Assignment ▸
Give the data below again exactly as written, without its pictures.

(Beginning of Input for this task)

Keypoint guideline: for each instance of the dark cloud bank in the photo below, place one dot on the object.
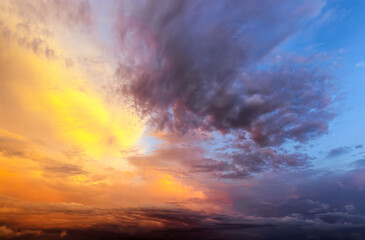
(209, 67)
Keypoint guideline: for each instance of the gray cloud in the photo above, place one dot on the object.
(190, 66)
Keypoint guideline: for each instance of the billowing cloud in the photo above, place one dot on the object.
(197, 66)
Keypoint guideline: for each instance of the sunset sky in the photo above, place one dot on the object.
(172, 119)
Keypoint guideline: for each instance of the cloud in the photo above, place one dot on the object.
(6, 232)
(195, 66)
(335, 152)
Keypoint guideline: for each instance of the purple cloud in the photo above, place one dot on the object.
(191, 66)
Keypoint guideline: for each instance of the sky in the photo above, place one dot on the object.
(195, 119)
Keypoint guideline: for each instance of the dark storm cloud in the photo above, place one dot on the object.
(194, 65)
(335, 152)
(242, 161)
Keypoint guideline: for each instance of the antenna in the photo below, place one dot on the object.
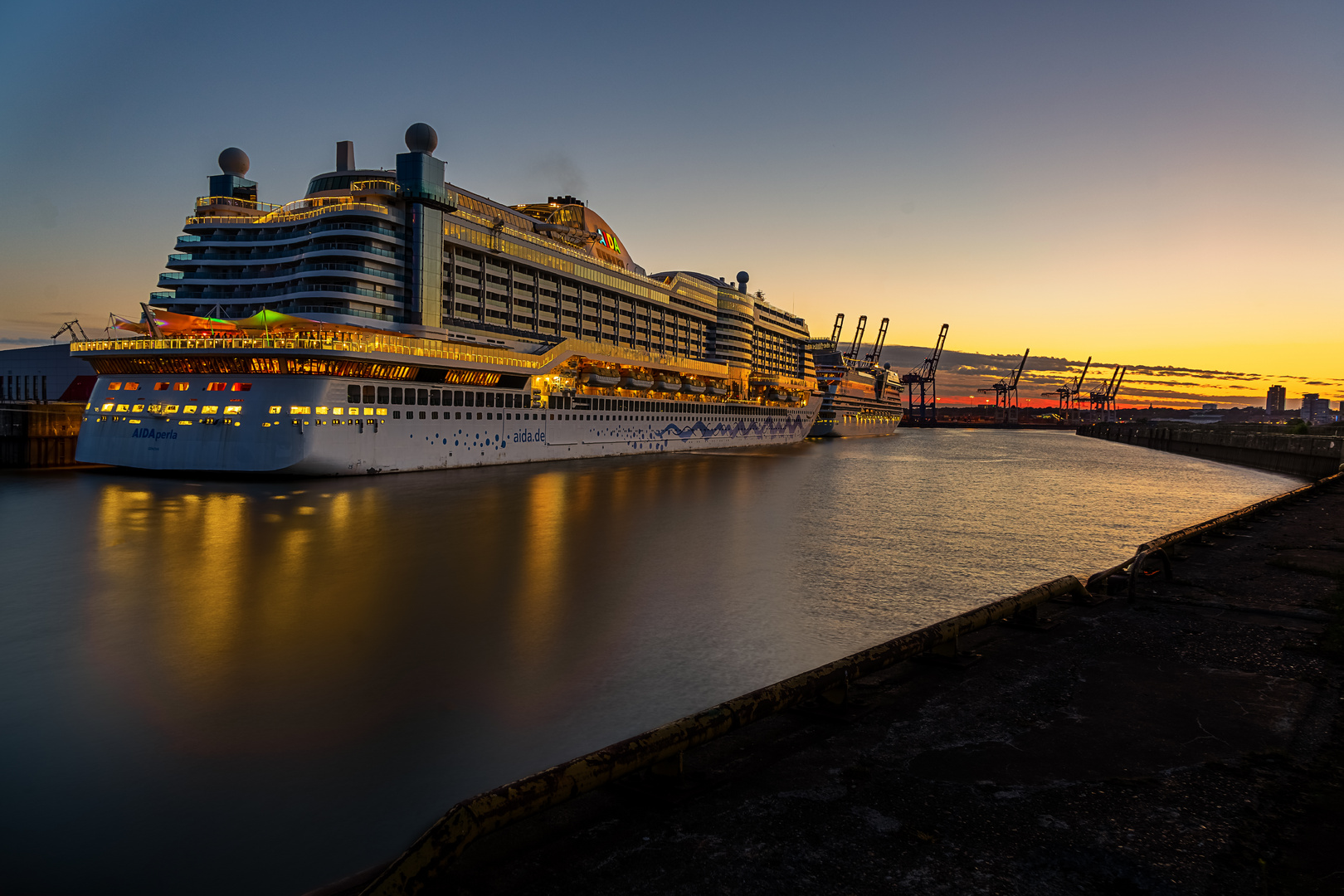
(71, 327)
(877, 345)
(153, 324)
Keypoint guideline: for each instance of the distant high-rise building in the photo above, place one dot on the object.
(1312, 405)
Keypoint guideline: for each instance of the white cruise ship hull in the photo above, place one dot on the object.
(277, 429)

(End of Input for this task)

Output for this task ▸
Keypoint guideline: for each instance of the dark cloud bank in the photo below, place one dot on the object.
(209, 67)
Keypoint guideline: for each instance of the gray cloud in the photo above, place one dot on the object.
(190, 66)
Keypoint guideline: for each instance of the billowing cloud in the photo above, place one dot on the object.
(197, 66)
Keypoint guideline: for each instance of the sunset sky in the photo above, place one dot on the object.
(172, 119)
Keypoint guideline: for each instance of the cloud in the photo above, place one dot on the object.
(6, 232)
(195, 66)
(335, 152)
Keypoint guideline: for each instance of the purple cloud in the photo above, place one dot on the object.
(191, 66)
Keypoint guideline: for each instance of the sky in the photo above, place one dot on the object.
(195, 119)
Keypoint guideline: for each instance of the dark storm cloud in the photo above, place one dot on the object.
(194, 65)
(335, 152)
(242, 161)
Keypoint guideline: for each instance of the antenna in the photo below, place one dot on the object.
(71, 327)
(877, 345)
(153, 324)
Keypoint guideline: for each instance of the distant high-rise building in the photo above, place one dot on the object.
(1312, 405)
Keypoint guideline: for each instance of the white cruise ship hull in the photo above, place one dot on the object.
(277, 429)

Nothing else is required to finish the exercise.